[Instructions to follow]:
Revise the records below by replacing every "Integer pixel coords" with "Whole-number pixel coordinates" and keeping all other text as it is.
* Start *
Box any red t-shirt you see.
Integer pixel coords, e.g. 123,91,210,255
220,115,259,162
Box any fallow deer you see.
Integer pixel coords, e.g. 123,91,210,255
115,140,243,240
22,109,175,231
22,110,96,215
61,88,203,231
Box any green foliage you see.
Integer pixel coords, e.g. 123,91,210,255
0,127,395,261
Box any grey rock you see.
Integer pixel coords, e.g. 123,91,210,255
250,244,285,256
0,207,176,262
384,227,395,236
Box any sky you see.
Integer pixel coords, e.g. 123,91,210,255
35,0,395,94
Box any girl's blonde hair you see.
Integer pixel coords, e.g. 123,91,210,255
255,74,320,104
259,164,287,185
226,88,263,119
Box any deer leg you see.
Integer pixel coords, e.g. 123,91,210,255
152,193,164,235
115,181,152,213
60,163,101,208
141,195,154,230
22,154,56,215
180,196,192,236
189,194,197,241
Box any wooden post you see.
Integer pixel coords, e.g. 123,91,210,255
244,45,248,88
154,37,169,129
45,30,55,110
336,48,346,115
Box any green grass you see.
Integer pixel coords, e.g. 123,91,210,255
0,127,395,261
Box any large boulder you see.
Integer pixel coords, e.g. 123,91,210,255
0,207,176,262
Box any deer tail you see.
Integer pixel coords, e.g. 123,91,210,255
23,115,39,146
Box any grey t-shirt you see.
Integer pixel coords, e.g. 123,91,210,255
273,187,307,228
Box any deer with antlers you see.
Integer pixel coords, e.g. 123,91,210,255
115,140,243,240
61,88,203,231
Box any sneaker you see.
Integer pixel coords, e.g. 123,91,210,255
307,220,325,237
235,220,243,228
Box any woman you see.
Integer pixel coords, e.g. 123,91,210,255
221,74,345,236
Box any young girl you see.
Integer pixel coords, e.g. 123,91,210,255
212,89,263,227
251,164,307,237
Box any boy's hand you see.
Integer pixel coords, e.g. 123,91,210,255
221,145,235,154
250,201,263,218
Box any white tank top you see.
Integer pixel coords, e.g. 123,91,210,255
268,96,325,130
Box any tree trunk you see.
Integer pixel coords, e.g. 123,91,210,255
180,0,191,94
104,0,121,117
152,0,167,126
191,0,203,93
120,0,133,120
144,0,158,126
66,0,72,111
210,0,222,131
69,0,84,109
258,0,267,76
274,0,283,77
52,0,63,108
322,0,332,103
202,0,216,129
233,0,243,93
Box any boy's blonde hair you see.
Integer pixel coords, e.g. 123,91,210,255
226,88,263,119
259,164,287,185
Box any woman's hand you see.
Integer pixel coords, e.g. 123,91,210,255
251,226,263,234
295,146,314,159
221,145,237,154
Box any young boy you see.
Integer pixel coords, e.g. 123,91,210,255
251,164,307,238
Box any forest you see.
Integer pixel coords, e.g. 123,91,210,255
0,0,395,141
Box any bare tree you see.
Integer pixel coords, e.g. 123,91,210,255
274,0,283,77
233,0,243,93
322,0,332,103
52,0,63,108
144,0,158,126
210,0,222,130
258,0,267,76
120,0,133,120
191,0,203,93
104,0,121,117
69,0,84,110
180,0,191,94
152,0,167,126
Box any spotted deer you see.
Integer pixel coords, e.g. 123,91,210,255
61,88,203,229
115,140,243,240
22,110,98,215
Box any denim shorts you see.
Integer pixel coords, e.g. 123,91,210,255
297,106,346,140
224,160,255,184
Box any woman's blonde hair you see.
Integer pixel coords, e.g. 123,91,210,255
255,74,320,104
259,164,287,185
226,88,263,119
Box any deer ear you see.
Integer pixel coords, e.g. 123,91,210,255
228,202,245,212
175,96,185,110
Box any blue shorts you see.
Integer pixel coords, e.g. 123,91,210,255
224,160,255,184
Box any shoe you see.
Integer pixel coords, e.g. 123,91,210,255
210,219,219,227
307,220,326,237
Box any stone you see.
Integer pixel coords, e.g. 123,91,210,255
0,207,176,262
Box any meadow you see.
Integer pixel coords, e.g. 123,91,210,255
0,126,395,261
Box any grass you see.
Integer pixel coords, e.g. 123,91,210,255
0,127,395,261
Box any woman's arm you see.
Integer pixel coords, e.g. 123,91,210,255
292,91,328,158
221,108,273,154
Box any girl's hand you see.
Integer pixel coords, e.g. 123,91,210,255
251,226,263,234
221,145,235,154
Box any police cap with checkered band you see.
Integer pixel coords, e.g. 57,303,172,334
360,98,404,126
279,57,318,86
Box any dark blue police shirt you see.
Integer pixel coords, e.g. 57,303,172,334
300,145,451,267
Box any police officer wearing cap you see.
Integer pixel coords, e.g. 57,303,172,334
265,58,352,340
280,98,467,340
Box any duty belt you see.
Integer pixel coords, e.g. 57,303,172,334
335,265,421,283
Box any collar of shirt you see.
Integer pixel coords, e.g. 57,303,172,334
* End *
[Response]:
Box any red t-shirt you see.
Whole-number pixel coordinates, e.g. 123,91,210,255
220,115,259,162
Box any fallow deer you see.
Whole-number pixel coordinates, e.g. 123,91,210,255
115,140,243,240
22,109,175,231
22,110,96,215
61,88,203,231
Box any green foliage you see.
Whole-number pixel coordinates, e.g. 123,91,210,255
0,127,395,261
Box any grey rock you see.
Whole-number pixel coordinates, e.g. 123,91,210,255
250,244,285,256
0,207,176,262
384,227,395,236
Box any sky you see.
Whole-number pixel coordinates, e.g. 123,91,210,255
35,0,395,94
Box any girl's blonde hair you see.
Whole-number pixel coordinates, e.g. 123,91,210,255
255,74,320,104
259,164,287,185
226,88,263,119
Box any deer leg you see.
Whole-number pixel coordinates, e.g. 123,91,210,255
152,193,164,235
115,181,152,213
60,163,101,208
141,195,154,230
22,154,56,215
180,196,192,236
189,194,197,241
Box any wooden post you see.
Whole-number pixel coordinates, e.g. 123,91,210,255
244,45,248,88
154,37,169,129
45,30,55,110
336,48,346,115
Box any green grass you see.
Whole-number pixel coordinates, e.g. 123,91,210,255
0,127,395,261
Box any large boulder you see.
Whole-number pixel coordinates, e.g. 123,91,210,255
0,207,176,262
Box any deer tail you see.
Whole-number pixel coordinates, e.g. 123,91,210,255
23,115,39,146
Box any grey t-shirt you see.
Whole-number pixel coordinates, e.g. 123,91,210,255
273,187,307,228
Box any deer with antlers you see.
Whole-number pixel coordinates, e.g. 123,91,210,255
115,140,243,240
61,88,203,231
Box any sneaker you see.
Whole-number pixel coordinates, e.g. 123,91,210,255
307,220,325,237
235,220,243,228
Box any woman you see.
Whole-number pixel coordinates, e.g. 123,91,210,255
221,74,345,236
Box any young girl you see.
Whole-number pixel coordinates, e.g. 123,91,210,255
212,89,263,227
251,164,307,237
Box any boy's hand you see.
Whole-number pixel coordinates, e.g. 123,91,210,255
221,145,235,154
250,201,263,218
Box any white tank top you see.
Whole-number pixel coordinates, e.g. 123,91,210,255
268,96,325,130
Box any tree trunk you see.
Whole-number pixel coordinates, e.g. 123,91,210,255
180,0,191,94
104,0,121,117
152,0,167,126
191,0,203,93
120,0,133,120
144,0,158,126
66,0,72,111
210,0,222,131
69,0,84,109
258,0,267,76
274,0,283,77
52,0,63,108
322,0,332,103
202,0,216,129
233,0,243,93
Box any boy's blonde hair you see.
Whole-number pixel coordinates, e.g. 123,91,210,255
226,88,263,119
259,164,287,185
Box any woman's hand you see.
Whole-number pixel coordinates, e.g. 123,91,210,255
251,226,263,234
295,146,314,159
221,145,237,154
Box any young boy you see.
Whole-number pixel coordinates, e.g. 123,91,210,255
251,164,307,238
Box any forest you see.
Whole-number pixel coordinates, e.g. 123,91,210,255
0,0,395,141
Box any bare tree you see.
Whole-number pixel coordinates, e.g. 123,91,210,255
274,0,283,77
233,0,243,93
322,0,332,103
52,0,63,108
144,0,158,126
210,0,222,130
258,0,267,76
120,0,133,120
191,0,203,93
104,0,121,117
69,0,84,110
180,0,191,94
152,0,167,126
Box any spotted deer you see.
Whole-number pixel coordinates, e.g. 123,91,210,255
61,88,203,229
115,140,243,240
22,110,98,215
Box any denim shorts you see.
Whole-number pixel coordinates, e.g. 123,91,210,255
297,106,346,140
224,160,255,184
Box any woman's blonde hair you see.
Whole-number pixel coordinates, e.g. 123,91,210,255
255,74,320,104
259,164,287,185
226,88,263,119
Box any deer ear you see.
Whole-number pixel coordinates, e.g. 123,91,210,255
228,202,245,212
175,96,185,110
Box any blue shorts you see.
Whole-number pixel coordinates, e.g. 123,91,210,255
224,160,255,184
Box any shoe you see.
Whole-number pixel coordinates, e.g. 123,91,210,255
210,219,219,227
307,220,326,237
Box any stone you see.
Whole-number pixel coordinates, e.g. 123,91,210,255
0,207,176,262
Box any meadow you see.
Whole-number pixel coordinates, e.g. 123,91,210,255
0,126,395,261
Box any grass you see.
Whole-number pixel coordinates, e.g. 123,91,210,255
0,127,395,261
Box any woman's arm you see.
Whole-number pixel coordinates, e.g. 123,91,210,255
292,91,328,158
221,108,273,154
Box any girl's hand you see.
Whole-number pixel coordinates, e.g. 123,91,210,255
251,226,263,234
221,145,235,154
Box any police cap with checkered band you see.
Whole-number pixel coordinates, e.g. 57,303,172,334
360,98,404,126
279,57,318,86
Box any dark blue police shirt you see.
Whole-number pixel coordinates, e.g. 57,303,172,334
300,145,451,267
Box any police officer wearing cap you see.
Whole-number pixel coordinates, e.g. 57,303,172,334
265,58,352,340
280,98,467,340
Box any duty belt you see.
Whole-number pixel coordinates, e.g. 57,303,172,334
335,265,421,283
Box any collar of shirt you see.
Whole-number pixel coordinates, e.g. 57,303,172,334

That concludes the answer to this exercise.